*JOB 1:*
In the blog post below, rewrite the passage from "Seriously? You have" to "I'll report back.", putting "Cosmopolitan" in place of "Redbook".

*SELECTED EXTRACT:*

Seriously? You have GOT to be kidding me!

Tuesday, December 20, 2011

Happy 30th Birthday to my friend Randi!!

**Adult Product Info**
I wanna say I ran across this new product advertised in Redbook. I immediately went to the company's website to get more info. I am totally blown away by this. (ha!) Its called Masque. Its a flavored quick dissolve strip scientifically made to block flavor profiles associated with oral sex on men, especially of semen. I am speechless. If this really works it will change the world. I love, LOVE uh... participating in the activities mentioned but also hate the ending, flat out refuse. I'm gonna order some, see how it goes. I'll report back.
**Ok Done**

Today is Day 2 of the 5 Days of Christmas at work. Today was a catered "lunch" from Boston Market. OMG It was delish. I love working for a company that 1 acknowledges Christmas and 2 acknowledges us. And we are always having little fun days and such. Its cool. I am appreciative. Especially coming from Dish Networks call centers. God that job suck big fat...hey maybe Dish should give their employees the Masque. Make it go down easier. Ooooooooh. lol

Since I have to work Christmas day my mom is gonna have a family dinner on the 24th. I am glad I'll be able to spend the day with the family. Its still a big bummer about the actual day but I guess I'll survive. I'm off on the 26th too. That's the day Kevin is leaving for Dallas. So I'll be able to see him off hopefully. I'll let him know. Sigh...January is going to be the longest month of my life.

Monday, December 19, 2011

Rambles

Friday didnt quite work out as hoped. Unfortunately Kevins mom was not available to babysit as late as we had planned so he had to leave by 5. Since both my mom and Krystal had to work, we were unable to have dinner w/ them. I was pretty bummed. But at least she was willing to watch Johnathan so we could see each other for awhile. We had a long talk about Dallas and we were able to discuss some major topics like:
Am I working? up to me
Covering my bills? he will
Allowance? have my own debit card
Expectations? transportation for Johnathan
etc...
We also covered the whole topic of is he 100% sure. I am taking a huge step by quitting my job, leaving my friends and family behind to be with him in Dallas. I understand and hear all the worries of my family and friends. I understand our timeline is shorter and quicker then they are comfortable with. Kevin and I know that more then anyone else. But we also know we have never felt this way about another before. He is sure he wants me there. He understands what I am sacrificing to be with him. I know this is what I want. He has mentioned numerous times that he can't wait to come home to me, be able to cuddle on the couch w/ me. He tells me all the time he misses me in his arms and how he would love to wake up to my pretty face everyday.

*RECORDS FOR THE TASK:*
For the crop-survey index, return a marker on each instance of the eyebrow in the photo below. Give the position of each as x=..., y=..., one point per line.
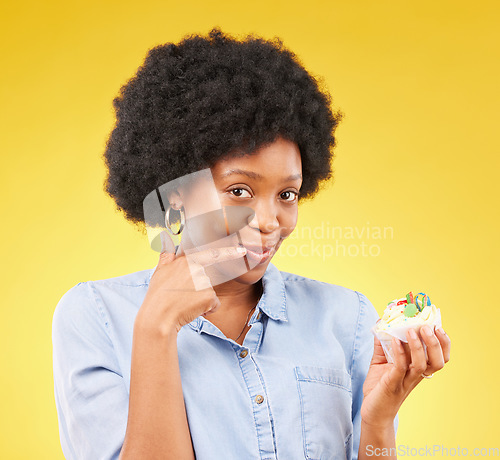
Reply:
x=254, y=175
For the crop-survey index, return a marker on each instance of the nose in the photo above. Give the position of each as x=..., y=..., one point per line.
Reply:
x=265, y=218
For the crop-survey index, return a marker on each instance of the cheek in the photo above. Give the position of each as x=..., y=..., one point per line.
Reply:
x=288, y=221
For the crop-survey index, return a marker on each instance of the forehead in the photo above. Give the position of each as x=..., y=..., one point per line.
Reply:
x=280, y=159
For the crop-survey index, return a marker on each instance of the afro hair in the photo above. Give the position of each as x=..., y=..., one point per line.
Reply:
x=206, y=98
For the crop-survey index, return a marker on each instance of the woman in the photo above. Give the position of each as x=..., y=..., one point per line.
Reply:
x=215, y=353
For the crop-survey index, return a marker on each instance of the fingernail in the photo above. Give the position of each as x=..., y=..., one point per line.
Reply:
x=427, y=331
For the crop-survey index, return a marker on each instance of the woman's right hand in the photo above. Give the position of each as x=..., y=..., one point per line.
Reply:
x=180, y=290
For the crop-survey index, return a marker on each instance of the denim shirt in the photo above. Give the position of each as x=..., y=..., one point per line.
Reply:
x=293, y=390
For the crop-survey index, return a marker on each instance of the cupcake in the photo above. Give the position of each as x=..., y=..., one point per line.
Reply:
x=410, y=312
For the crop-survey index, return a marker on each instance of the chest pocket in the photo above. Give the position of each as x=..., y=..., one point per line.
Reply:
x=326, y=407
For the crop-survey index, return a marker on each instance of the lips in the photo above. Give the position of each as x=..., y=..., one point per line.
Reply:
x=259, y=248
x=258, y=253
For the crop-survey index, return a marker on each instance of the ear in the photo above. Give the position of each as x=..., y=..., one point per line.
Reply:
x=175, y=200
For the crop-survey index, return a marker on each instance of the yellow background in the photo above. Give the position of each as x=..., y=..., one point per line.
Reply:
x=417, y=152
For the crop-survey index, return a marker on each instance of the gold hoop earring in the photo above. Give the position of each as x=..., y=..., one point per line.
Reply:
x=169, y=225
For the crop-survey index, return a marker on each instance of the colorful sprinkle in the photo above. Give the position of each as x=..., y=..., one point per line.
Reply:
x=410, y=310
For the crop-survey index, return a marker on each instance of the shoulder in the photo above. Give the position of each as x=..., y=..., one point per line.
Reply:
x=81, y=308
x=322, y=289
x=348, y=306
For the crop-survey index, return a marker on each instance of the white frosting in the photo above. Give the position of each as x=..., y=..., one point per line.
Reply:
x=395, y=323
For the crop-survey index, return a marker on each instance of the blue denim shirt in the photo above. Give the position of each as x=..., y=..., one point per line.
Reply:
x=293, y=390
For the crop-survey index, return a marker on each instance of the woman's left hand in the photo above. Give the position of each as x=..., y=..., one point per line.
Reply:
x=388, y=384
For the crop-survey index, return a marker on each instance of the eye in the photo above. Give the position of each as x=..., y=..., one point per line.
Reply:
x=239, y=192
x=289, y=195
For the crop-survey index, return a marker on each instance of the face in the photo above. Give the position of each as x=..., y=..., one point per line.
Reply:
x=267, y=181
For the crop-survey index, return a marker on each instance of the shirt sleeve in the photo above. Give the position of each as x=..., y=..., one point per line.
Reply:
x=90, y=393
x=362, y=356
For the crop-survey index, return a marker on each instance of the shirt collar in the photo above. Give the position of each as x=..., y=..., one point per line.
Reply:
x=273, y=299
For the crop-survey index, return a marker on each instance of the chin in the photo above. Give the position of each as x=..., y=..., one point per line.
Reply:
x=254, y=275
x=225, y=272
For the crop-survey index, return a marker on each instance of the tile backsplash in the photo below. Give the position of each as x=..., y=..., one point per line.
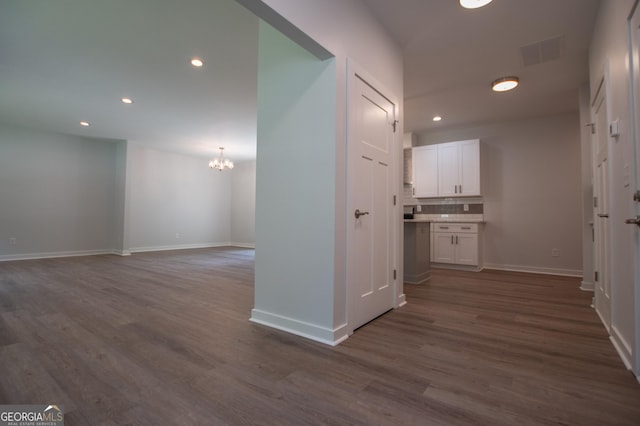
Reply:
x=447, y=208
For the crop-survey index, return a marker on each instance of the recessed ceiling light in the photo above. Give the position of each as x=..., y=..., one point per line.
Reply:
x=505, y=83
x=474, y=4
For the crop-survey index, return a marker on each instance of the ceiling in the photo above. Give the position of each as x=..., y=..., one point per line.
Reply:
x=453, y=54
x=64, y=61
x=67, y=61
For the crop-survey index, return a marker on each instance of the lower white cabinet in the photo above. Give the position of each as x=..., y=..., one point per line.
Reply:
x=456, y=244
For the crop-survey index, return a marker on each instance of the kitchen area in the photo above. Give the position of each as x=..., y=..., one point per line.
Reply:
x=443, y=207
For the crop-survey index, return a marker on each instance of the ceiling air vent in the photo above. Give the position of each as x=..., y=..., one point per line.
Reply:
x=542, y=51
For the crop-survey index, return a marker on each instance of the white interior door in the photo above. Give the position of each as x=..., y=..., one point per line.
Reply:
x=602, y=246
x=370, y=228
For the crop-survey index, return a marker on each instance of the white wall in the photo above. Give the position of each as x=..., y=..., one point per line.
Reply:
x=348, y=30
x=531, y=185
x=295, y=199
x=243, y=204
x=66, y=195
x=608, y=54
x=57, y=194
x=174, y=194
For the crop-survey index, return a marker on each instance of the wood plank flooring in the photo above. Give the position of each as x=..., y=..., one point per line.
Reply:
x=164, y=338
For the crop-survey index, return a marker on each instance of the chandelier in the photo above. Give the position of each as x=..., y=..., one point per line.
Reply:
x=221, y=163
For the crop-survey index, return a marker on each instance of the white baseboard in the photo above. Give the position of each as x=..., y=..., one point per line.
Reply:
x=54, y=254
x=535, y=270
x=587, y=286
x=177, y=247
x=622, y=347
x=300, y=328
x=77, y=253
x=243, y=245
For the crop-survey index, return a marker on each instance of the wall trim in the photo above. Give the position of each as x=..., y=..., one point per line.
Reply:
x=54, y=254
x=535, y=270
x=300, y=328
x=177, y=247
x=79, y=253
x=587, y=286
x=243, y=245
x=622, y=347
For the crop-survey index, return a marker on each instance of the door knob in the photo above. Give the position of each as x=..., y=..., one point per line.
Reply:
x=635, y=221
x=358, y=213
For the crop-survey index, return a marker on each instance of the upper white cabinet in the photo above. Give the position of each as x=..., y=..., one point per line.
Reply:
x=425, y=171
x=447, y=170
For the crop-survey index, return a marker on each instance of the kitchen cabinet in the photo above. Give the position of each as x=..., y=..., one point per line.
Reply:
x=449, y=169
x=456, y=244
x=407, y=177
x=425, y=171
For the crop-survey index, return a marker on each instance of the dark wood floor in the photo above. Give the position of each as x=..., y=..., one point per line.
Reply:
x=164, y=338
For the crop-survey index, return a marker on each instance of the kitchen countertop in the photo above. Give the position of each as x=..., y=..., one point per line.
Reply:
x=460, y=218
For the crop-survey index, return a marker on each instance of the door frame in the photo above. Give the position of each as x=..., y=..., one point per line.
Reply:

*JOB 2:*
From the records above, copy out verbatim the lines from the line with "the shirt collar" to the line with "x=221, y=163", both included, and leave out the pictures.

*RIGHT ANSWER 1:*
Seriously? You have GOT to be kidding me!

Tuesday, December 20, 2011

Happy 30th Birthday to my friend Randi!!

**Adult Product Info**
I wanna say I ran across this new product advertised in Cosmopolitan. I immediately went to the company's website to get more info. I am totally blown away by this. (ha!) Its called Masque. Its a flavored quick dissolve strip scientifically made to block flavor profiles associated with oral sex on men, especially of semen. I am speechless. If this really works it will change the world. I love, LOVE uh... participating in the activities mentioned but also hate the ending, flat out refuse. I'm gonna order some, see how it goes. I'll report back.

*RIGHT ANSWER 2:*
For the crop-survey index, return a marker on each instance of the shirt collar in the photo above. Give the position of each as x=..., y=..., one point per line.
Reply:
x=273, y=299
For the crop-survey index, return a marker on each instance of the chin in the photo above. Give the position of each as x=..., y=..., one point per line.
Reply:
x=254, y=275
x=225, y=272
For the crop-survey index, return a marker on each instance of the tile backsplash in the photo below. Give the position of each as x=..., y=..., one point per line.
Reply:
x=447, y=208
For the crop-survey index, return a marker on each instance of the recessed ceiling light in the photo above. Give the position of each as x=..., y=..., one point per line.
Reply:
x=505, y=83
x=474, y=4
For the crop-survey index, return a marker on each instance of the ceiling in the photo above. Give the position of each as x=..., y=..., one point per line.
Reply:
x=453, y=54
x=64, y=61
x=67, y=61
For the crop-survey index, return a marker on each instance of the lower white cabinet in the photo above. Give the position of each as x=..., y=..., one point per line.
Reply:
x=456, y=244
For the crop-survey index, return a marker on each instance of the kitchen area in the photo above. Give the position of each as x=..., y=..., one point per line.
Reply:
x=443, y=207
For the crop-survey index, return a marker on each instance of the ceiling air vent in the photo above. Give the position of each as x=..., y=..., one point per line.
Reply:
x=542, y=51
For the crop-survey index, return a marker on each instance of the white interior door in the photo above. Give the position of each as x=..., y=..., one point per line.
Reply:
x=602, y=246
x=370, y=228
For the crop-survey index, return a marker on each instance of the white wall in the photo above. Give the position of each as x=..., y=..., one point per line.
Reply:
x=348, y=30
x=531, y=185
x=295, y=199
x=243, y=204
x=66, y=195
x=608, y=54
x=57, y=194
x=174, y=194
For the crop-survey index, return a marker on each instance of the wood plank flooring in the photo above. Give the position of each as x=..., y=..., one point per line.
Reply:
x=164, y=338
For the crop-survey index, return a marker on each instance of the chandelier in the photo above. Give the position of each as x=..., y=..., one point per line.
Reply:
x=221, y=163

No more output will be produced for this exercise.